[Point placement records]
***

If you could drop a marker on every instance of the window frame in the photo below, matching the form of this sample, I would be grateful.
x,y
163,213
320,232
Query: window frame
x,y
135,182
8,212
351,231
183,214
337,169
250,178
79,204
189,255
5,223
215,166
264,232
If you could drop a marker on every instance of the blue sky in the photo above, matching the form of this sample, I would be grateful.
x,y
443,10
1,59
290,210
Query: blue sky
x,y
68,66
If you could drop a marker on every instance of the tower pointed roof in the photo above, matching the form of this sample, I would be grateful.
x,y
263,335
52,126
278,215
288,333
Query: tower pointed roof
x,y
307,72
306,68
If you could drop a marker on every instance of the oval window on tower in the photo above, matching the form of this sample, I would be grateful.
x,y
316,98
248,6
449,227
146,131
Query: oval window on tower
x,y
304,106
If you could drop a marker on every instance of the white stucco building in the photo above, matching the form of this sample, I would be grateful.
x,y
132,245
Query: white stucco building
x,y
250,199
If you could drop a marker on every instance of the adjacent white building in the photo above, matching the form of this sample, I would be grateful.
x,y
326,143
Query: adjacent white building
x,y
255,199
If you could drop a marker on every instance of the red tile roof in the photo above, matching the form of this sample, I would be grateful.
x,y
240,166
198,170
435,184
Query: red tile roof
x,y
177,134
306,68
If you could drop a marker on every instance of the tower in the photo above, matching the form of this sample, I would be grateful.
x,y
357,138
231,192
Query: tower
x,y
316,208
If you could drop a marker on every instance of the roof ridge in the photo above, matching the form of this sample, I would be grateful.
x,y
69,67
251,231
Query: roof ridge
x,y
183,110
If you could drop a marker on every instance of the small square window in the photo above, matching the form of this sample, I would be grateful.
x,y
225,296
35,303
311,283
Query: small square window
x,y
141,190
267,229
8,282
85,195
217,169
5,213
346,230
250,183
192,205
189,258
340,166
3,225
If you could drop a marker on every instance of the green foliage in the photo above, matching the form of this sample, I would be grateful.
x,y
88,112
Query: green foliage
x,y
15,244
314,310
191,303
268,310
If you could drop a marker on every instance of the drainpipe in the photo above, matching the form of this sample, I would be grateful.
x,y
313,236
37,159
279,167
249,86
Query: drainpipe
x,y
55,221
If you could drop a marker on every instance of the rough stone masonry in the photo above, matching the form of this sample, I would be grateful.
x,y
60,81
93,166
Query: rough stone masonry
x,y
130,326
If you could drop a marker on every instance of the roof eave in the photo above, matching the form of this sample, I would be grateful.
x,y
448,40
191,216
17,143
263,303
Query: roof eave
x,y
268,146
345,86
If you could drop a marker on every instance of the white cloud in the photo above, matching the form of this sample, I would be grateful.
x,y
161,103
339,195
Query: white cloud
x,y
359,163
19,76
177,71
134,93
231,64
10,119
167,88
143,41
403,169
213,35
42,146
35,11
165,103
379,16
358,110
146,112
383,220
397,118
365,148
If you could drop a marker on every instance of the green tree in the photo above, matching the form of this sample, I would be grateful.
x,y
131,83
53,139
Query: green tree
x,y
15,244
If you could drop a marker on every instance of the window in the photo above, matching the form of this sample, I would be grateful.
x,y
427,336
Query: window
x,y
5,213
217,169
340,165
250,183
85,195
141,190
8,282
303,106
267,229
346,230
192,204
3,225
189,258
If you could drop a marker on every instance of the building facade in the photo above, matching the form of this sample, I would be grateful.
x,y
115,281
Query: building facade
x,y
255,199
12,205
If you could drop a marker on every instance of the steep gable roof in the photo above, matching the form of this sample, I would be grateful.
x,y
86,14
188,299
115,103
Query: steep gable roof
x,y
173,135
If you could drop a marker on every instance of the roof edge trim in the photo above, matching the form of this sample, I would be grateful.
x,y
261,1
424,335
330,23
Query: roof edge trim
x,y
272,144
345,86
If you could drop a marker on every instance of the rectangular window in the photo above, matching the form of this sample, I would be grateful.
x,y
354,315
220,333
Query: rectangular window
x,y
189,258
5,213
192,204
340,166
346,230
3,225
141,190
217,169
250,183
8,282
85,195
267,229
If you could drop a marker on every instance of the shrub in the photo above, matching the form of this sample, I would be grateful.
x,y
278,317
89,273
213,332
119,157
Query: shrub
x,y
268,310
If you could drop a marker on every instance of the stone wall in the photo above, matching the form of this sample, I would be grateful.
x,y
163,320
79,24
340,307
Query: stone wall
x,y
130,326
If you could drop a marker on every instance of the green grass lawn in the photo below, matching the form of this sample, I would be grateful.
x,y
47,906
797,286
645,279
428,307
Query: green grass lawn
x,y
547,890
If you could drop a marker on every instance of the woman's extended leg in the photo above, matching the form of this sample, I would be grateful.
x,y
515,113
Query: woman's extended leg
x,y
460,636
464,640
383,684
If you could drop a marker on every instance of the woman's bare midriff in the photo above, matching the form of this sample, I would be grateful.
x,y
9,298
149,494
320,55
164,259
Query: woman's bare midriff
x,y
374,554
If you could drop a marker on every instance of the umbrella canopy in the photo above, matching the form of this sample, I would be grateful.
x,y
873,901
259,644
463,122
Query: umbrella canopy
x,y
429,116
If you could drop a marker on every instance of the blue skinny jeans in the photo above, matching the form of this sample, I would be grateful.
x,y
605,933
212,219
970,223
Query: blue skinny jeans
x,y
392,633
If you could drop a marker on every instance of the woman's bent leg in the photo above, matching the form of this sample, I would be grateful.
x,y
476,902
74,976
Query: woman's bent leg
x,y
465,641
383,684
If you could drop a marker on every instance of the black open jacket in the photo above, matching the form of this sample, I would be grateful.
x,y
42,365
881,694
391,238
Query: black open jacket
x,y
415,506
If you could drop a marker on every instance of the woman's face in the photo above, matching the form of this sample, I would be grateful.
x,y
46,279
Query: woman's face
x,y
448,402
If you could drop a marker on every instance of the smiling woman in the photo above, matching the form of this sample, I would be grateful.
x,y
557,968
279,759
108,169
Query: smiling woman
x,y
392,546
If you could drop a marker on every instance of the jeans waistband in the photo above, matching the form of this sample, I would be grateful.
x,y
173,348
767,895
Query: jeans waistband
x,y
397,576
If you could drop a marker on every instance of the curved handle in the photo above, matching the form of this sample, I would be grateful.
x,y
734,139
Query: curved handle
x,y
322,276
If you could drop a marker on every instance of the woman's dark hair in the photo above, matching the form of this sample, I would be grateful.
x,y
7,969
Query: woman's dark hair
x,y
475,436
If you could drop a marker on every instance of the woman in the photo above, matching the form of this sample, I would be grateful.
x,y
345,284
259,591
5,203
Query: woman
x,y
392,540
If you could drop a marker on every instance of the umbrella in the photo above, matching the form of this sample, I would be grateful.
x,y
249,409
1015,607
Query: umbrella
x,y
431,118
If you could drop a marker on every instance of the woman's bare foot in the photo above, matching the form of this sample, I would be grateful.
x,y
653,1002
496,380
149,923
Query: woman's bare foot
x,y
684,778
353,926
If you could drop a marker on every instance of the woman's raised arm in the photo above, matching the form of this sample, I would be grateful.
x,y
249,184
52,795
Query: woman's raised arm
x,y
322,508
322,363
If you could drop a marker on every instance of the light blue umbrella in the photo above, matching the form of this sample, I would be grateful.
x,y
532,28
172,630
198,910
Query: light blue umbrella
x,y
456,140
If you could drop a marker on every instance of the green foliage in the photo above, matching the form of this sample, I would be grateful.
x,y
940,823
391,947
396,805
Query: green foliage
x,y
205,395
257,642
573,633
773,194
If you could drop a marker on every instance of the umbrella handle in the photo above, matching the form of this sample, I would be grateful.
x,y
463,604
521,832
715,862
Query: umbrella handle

***

Your goal ▸ Please retype all of the data above line for line, changing nothing.

Exercise response ▸
If you could drop a marker on every instance of the window frame in the photo below, matching the form of this sample, I would be grateful.
x,y
163,213
320,232
Query: window frame
x,y
135,182
8,212
351,231
183,214
337,169
250,178
79,204
189,255
5,223
215,166
264,232
If you could drop a marker on every instance of the blue sky in the photo above, matching the form of this sample, I would be grateful.
x,y
443,10
1,59
290,210
Query: blue sky
x,y
68,66
If you could drop a marker on every instance of the tower pointed roof in the photo above, matching the form of this sample, I would be grateful.
x,y
263,335
52,126
278,215
288,333
Query: tower pointed roof
x,y
307,72
306,68
If you could drop a marker on every instance of the oval window on tower in the photo above, matching the form of this sample, I would be grateful.
x,y
316,98
248,6
449,227
146,131
Query: oval window on tower
x,y
304,106
If you could drop a marker on every instance of the white stucco building in the photo above, matching the form of this sample, I would be grateful.
x,y
132,245
Query: white stucco building
x,y
250,199
If you could drop a marker on every instance of the adjacent white building in the photo above, matching the form of this sample, I would be grateful.
x,y
326,143
Query: adjacent white building
x,y
255,199
If you could drop a marker on every instance of the red tile roof in the photo above, matching the form of this sample, I would be grateful.
x,y
240,166
198,170
435,184
Query: red tile roof
x,y
177,134
306,68
If you could drop a marker on every instance of the tower in the photo above, matching the form of this sample, I would be grateful.
x,y
357,138
231,192
Query: tower
x,y
316,208
If you could drop a marker on every instance of the roof ridge in the photo above, matching the form of this sample, I would be grateful.
x,y
69,67
251,231
Query: roof ridge
x,y
183,110
If you could drop a marker on every instance of the small square window in the photo above, matching the form of this sample, I would be grateful.
x,y
225,296
35,303
311,283
Query: small square window
x,y
141,190
267,229
8,282
85,195
217,169
5,213
346,230
250,183
192,205
189,258
340,166
3,225
If you could drop a marker on every instance of the green foliage in the photo above, matching the form of this sample, I would be grateful.
x,y
88,112
Query: green foliage
x,y
15,244
314,310
191,303
268,310
If you could drop a marker on every instance of the drainpipe in the photo above, matching the form of this sample, I would be grateful.
x,y
313,236
37,159
279,167
249,86
Query: drainpipe
x,y
55,221
If you could drop a marker on every instance of the rough stone masonry in the photo above, matching the form of this sample, I would be grateful.
x,y
60,81
93,166
Query: rough stone masonry
x,y
130,326
If you could drop a marker on every instance of the roof eave in the photo above, matching the form of this sample, I would be grateful.
x,y
448,40
191,216
17,143
263,303
Query: roof eave
x,y
268,146
345,86
If you could drop a marker on every instance of the white cloud in the photo above, matching the form of this sample, I would be grateful.
x,y
161,103
339,195
Query: white cloud
x,y
359,163
19,76
177,71
134,93
231,64
10,119
167,88
143,41
403,169
213,35
42,146
35,11
165,103
379,16
358,110
146,112
383,220
397,118
365,148
If you could drop a marker on every instance of the green tree in the photo above, matching the form of this sample, I would be grateful.
x,y
131,83
53,139
Query: green tree
x,y
15,244
If you could drop a marker on every instance of the window in the photo above, matching the form of this sample, I would be grateful.
x,y
427,336
Query: window
x,y
5,213
217,169
340,165
250,183
85,195
141,190
8,282
303,106
267,229
346,230
192,204
3,225
189,258
If you could drop a marker on every instance of the building facade in the photo above, matching the form of this sample, I would be grateful.
x,y
115,281
Query: building facade
x,y
255,199
12,205
If you could drop a marker on every instance of the steep gable roof in the photo above, matching the form of this sample, I would be grateful.
x,y
86,14
188,299
115,103
Query: steep gable roof
x,y
173,135
If you could drop a marker on every instance of the roof edge trim in the photo above, matching the form of this sample, I would be grateful.
x,y
261,1
424,335
330,23
Query: roof edge trim
x,y
272,144
345,86
If you could drop a marker on every instance of the rectangular window in the photo above, matching the form of this sample, I would be grateful.
x,y
354,315
220,333
Query: rectangular window
x,y
189,258
5,213
192,204
340,166
346,230
3,225
141,190
217,169
250,183
8,282
85,195
267,229
If you could drop a marker on every instance of the shrub in the photo above, matching the form of this sample, I would be grateful.
x,y
278,317
89,273
213,332
119,157
Query: shrub
x,y
268,310
If you could drop a marker on every instance of the stone wall in the photo above, matching the form of this sample, I would be grateful.
x,y
163,320
79,24
340,307
Query: stone wall
x,y
130,326
If you could drop a marker on every instance of the green grass lawn in the photo below, matching the form of this sample, I would be grateful.
x,y
47,906
797,286
645,279
428,307
Query: green grass lawn
x,y
547,890
If you could drop a marker on every instance of the woman's extended leg in the photo above, matching the form of this sample, I would be grateful.
x,y
515,113
Query: woman's extended leg
x,y
460,636
464,640
383,684
If you could drop a marker on every instance of the woman's bare midriff in the photo above, matching the form of this sample, I would be grateful.
x,y
9,298
149,494
320,55
164,259
Query: woman's bare midriff
x,y
374,554
If you could drop a marker on every instance of the umbrella canopy in the photo above, matching the form of this sample, I would be grateful.
x,y
873,901
259,644
463,122
Query: umbrella canopy
x,y
429,116
If you could drop a marker on every instance of the blue skinny jeans in the photo above, matching the form of this sample, I would be grateful.
x,y
605,933
212,219
970,223
Query: blue skinny jeans
x,y
392,633
If you could drop a marker on every instance of the woman's bent leg in the photo above, matching the form of this sample, I would be grateful.
x,y
476,902
74,976
Query: woman's bent leg
x,y
465,641
383,684
If you could drop a marker on every instance of the black open jacket in the photo above, matching the form of this sample, I would be grateful.
x,y
42,365
881,694
391,238
Query: black open jacket
x,y
415,506
If you could drop a marker on every instance of the woman's face in the photo above, matching the form of this sample, I would be grateful.
x,y
46,279
Query: woman's face
x,y
448,402
If you could drop a marker on every instance of the smiling woman in the photo above, matching the form of this sample, I would be grateful.
x,y
557,968
279,759
108,169
Query: smiling woman
x,y
392,546
If you could drop a marker on every instance of the jeans waistband in the photo above, matching the form of this sample, I would be grateful.
x,y
173,348
767,895
Query: jeans waistband
x,y
397,576
If you could drop a marker on every instance of the curved handle in the photo above, matching the form of this sample, I would be grateful.
x,y
734,139
Query: curved handle
x,y
322,276
If you could drop a marker on every instance of the woman's dark hair in the photo above, matching the form of this sample, I would be grateful.
x,y
7,969
Query: woman's dark hair
x,y
475,436
If you could drop a marker on every instance of the woman in the photo above, matching the form of this sample, I would be grateful.
x,y
345,284
259,591
5,203
Query: woman
x,y
392,540
If you could drop a marker on every instance of the umbrella in the photo above, matching the form of this sample, I would be grateful.
x,y
249,409
1015,607
Query: umbrella
x,y
431,118
If you could drop a marker on every instance of the woman's bare foot in the photo above, matching the form of this sample, I would be grateful.
x,y
653,1002
496,380
149,923
Query: woman's bare foot
x,y
684,778
353,926
If you could drop a marker on every instance of the woman's raised arm in the photo above, matching the form of this sample, I would be grateful.
x,y
249,184
52,795
Query: woman's raised arm
x,y
322,508
322,363
If you could drop a marker on every instance of the light blue umbrella in the photo above, matching the form of this sample, I would be grateful.
x,y
532,28
172,630
198,910
Query: light blue umbrella
x,y
456,140
If you could drop a marker on every instance of the green foliage in the photo above, matching the form of this sample, I would be grateful.
x,y
940,823
391,947
396,805
Query: green foliage
x,y
205,395
257,642
573,633
773,194
If you could drop a marker on every instance of the umbrella handle in the photo above, matching the form of this sample, I would be grateful.
x,y
463,604
521,832
715,862
Query: umbrella handle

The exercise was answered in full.